Soal Latihan 1
Ambil baris-baris rekaman mulai dari baris yang memuat "door frame --mode=segment" hingga baris terakhir rekaman, termasuk kedua ujungnya, lalu tuliskan kembali tanpa perubahan apa pun.
= = = = =
Beberapa waktu lalu, saya mencari makan siang di luar kantor bersama teman saya, Thomas Hanandry Dewanto serta dua mahasiswa saya Agung Dwi Kurnianto dan Darwan Satryadanto di kawasan Semolo Surabaya. Di kawasan ini banyak didirikan perumahan elite. Kami berempat merasa takjub dan terkesima dengan bangunan-bangunan megah yang berarsitektur sangat indah itu.
Thomas, demikian teman saya itu biasa disapa, tampak menguasai informasi tentang kawasan tersebut. Bahkan dia menguasai informasi tentang seluk beluk perumahan elite itu. Mulai dari rumah mana yang paling megah, rumah mana yang menggunakan asitektur bagus, bahan-bahan apa yang digunakan, hingga perkiraan harga-harga rumah. Sehingga saya dan dua mahasiswa saya, yang saat itu berada dalam satu mobil, merasa seperti ditemani seorang guide berpengalaman. Kami bertiga manggut-manggut karena apa yang dikatakan Thomas benar sesuai dengan apa yang kami lihat. Sampai akhirnya, Thomas mengatakan bahwa ada sebuah bangunan bawah tanah di dekat pos satpam. Sebuah informasi yang sebenarnya sulit dinalar. Tetapi kami toh percaya dan geleng-geleng kepala dengan apa yang dikatakan oleh Thomas, meski sebenarnya dia sengaja bercanda dan tidak mengatakan hal yang sebenarnya.
Fenomena Thomas dan penguasaan informasi yang dia kuasai tentang perumahan tersebut adalah sebuah fenomena komunikasi yang cukup menarik. Dalam ilmu komunikasi, penguasaan informasi seperti ini disebut informational power. Bahwa kekuasaan berasal dari isi komunikasi tertentu atau pengetahuan baru yang dimiliki oleh seroang komunikator. Di sinilah akan tumbuh kredibilitas pada diri komunikator. Sehingga apapun yang dikomunikasikan komunikator akan dipercaya.
= = = = =
Soal Latihan 2
Jawablah pertanyaan berikut berdasarkan teks tentang perumahan elite di atas.
(a) Di kawasan mana penulis dan rekan-rekannya mencari makan siang?
(b) Menurut Thomas, bangunan apa yang ada di dekat pos satpam?
(c) Disebut apa penguasaan informasi seperti itu dalam ilmu komunikasi?

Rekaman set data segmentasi
= = = = =
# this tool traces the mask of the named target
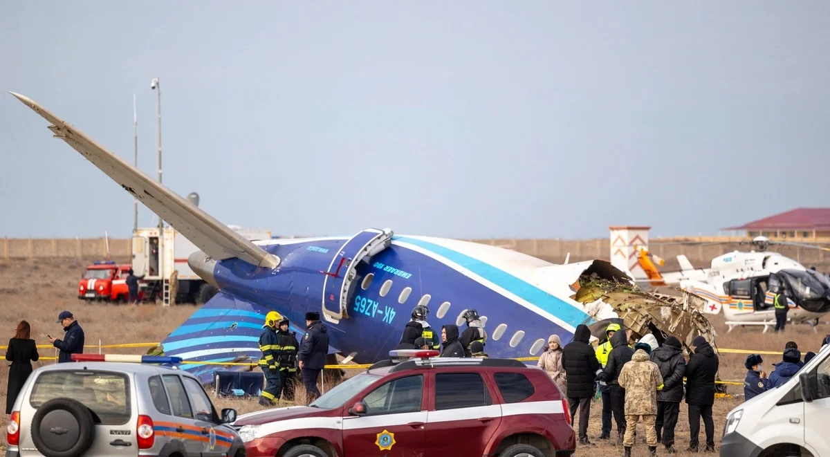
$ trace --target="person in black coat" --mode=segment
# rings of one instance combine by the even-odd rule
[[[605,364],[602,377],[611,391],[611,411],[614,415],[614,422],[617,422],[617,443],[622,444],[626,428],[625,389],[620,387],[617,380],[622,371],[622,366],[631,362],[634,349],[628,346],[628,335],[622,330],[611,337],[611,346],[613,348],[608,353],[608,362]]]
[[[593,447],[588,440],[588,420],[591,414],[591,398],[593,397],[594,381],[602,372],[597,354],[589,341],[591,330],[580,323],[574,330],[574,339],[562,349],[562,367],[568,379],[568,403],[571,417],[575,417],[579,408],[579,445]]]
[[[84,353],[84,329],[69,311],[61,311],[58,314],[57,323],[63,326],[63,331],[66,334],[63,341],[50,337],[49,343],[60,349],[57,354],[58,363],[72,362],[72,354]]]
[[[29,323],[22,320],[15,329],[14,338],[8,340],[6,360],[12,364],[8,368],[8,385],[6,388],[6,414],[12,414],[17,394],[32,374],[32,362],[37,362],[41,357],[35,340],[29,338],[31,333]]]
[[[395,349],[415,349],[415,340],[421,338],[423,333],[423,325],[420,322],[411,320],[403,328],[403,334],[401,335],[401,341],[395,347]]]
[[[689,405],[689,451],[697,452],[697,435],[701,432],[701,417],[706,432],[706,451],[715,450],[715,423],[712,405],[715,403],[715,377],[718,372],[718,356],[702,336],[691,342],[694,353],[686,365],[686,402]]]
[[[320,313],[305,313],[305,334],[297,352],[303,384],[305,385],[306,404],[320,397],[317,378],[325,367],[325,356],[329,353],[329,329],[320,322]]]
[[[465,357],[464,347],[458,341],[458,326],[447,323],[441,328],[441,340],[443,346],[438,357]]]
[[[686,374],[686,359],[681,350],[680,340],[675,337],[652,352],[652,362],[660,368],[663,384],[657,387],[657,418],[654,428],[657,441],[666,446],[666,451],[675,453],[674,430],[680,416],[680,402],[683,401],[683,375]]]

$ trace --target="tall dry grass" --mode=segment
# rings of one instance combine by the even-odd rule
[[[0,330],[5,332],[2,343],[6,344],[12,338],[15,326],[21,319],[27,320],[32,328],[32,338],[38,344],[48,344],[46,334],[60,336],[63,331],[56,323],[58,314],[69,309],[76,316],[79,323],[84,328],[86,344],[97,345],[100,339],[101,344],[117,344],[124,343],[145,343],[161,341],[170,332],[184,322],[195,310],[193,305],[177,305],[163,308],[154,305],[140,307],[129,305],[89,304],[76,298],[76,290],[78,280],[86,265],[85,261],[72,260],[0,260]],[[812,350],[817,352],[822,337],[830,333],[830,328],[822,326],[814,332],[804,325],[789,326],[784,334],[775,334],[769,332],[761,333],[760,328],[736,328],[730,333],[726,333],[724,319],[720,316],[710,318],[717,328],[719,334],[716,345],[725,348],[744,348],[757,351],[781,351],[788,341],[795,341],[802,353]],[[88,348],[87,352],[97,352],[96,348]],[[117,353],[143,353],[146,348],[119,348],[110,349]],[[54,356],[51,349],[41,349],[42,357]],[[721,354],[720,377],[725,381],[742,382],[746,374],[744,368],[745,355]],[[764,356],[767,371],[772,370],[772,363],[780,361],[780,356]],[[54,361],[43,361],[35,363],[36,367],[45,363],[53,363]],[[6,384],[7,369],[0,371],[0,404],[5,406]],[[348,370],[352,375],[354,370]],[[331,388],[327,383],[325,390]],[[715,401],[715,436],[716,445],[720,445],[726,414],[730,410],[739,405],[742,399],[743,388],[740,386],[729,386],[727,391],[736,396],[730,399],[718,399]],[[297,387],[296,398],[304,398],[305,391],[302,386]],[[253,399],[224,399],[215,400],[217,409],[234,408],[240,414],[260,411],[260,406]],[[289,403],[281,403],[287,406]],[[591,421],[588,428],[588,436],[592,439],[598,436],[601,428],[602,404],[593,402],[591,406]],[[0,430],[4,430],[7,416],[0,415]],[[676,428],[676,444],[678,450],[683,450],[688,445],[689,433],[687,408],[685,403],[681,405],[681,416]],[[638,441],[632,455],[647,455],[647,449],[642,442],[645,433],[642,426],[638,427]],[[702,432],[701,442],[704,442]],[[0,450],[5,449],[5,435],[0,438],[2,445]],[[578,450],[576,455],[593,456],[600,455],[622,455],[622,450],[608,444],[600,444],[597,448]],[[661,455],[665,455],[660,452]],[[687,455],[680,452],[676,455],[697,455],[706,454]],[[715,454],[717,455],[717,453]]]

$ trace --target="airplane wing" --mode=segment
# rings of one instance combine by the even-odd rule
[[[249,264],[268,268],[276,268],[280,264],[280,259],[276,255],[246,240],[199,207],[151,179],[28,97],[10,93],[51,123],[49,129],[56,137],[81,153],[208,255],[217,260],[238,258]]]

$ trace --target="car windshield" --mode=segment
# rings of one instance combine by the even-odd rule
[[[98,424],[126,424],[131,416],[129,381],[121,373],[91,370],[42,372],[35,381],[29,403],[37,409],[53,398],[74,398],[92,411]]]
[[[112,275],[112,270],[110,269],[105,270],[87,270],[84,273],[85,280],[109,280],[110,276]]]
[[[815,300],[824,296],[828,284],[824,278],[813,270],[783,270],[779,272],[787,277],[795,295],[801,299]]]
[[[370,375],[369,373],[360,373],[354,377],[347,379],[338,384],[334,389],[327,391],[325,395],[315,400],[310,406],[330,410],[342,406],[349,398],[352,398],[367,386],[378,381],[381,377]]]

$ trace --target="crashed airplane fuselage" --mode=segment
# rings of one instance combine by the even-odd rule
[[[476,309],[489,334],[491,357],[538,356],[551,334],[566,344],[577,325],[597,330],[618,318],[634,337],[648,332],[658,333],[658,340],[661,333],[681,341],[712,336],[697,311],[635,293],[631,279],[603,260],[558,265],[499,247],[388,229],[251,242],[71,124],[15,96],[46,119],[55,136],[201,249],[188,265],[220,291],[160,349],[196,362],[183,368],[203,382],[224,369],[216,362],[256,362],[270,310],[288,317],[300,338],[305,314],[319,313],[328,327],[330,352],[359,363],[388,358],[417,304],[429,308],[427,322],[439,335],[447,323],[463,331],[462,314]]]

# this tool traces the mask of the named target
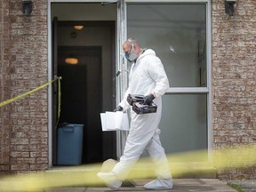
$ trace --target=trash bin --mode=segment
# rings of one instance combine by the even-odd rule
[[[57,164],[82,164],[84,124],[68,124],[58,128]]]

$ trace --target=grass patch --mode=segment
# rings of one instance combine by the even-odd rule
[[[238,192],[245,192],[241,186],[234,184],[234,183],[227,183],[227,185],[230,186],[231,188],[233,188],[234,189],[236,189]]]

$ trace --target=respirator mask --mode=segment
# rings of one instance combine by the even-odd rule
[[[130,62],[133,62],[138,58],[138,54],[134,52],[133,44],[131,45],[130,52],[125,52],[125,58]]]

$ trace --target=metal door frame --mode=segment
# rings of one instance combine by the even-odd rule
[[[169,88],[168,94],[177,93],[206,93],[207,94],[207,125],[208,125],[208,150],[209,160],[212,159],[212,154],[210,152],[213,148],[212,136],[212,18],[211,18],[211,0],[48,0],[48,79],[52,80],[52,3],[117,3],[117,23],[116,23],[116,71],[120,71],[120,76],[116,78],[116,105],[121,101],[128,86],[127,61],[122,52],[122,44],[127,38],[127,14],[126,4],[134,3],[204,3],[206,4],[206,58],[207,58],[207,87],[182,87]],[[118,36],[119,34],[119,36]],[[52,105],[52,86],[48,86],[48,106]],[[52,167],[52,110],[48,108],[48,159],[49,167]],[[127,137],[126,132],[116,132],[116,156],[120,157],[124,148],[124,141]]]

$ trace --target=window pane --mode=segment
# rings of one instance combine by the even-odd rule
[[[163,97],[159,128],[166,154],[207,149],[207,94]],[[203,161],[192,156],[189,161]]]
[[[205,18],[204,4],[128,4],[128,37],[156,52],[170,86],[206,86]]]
= = = = =
Jawaban Soal 1
$ trace --target=metal door frame --mode=segment
# rings of one instance combine by the even-odd rule
[[[169,88],[168,94],[177,93],[206,93],[207,94],[207,125],[208,125],[208,150],[209,160],[212,159],[212,154],[210,152],[213,148],[212,136],[212,18],[211,18],[211,0],[48,0],[48,79],[52,80],[52,3],[117,3],[117,23],[116,23],[116,71],[120,71],[120,76],[116,78],[116,105],[121,101],[128,86],[127,61],[122,52],[122,44],[127,38],[127,14],[126,4],[134,3],[204,3],[206,4],[206,58],[207,58],[207,87],[182,87]],[[118,36],[119,34],[119,36]],[[52,105],[52,86],[48,86],[48,106]],[[52,167],[52,110],[48,108],[48,159],[49,167]],[[127,137],[126,132],[116,132],[116,156],[120,157],[124,148],[124,141]]]

$ trace --target=window pane --mode=segment
# rings of one instance combine by the even-odd rule
[[[163,97],[159,128],[166,154],[207,149],[207,94]],[[203,161],[192,156],[189,161]]]
[[[205,18],[204,4],[128,4],[128,37],[156,52],[170,86],[206,86]]]

Jawaban Soal 2
(a) Di kawasan Semolo Surabaya.
(b) Sebuah bangunan bawah tanah.
(c) Informational power.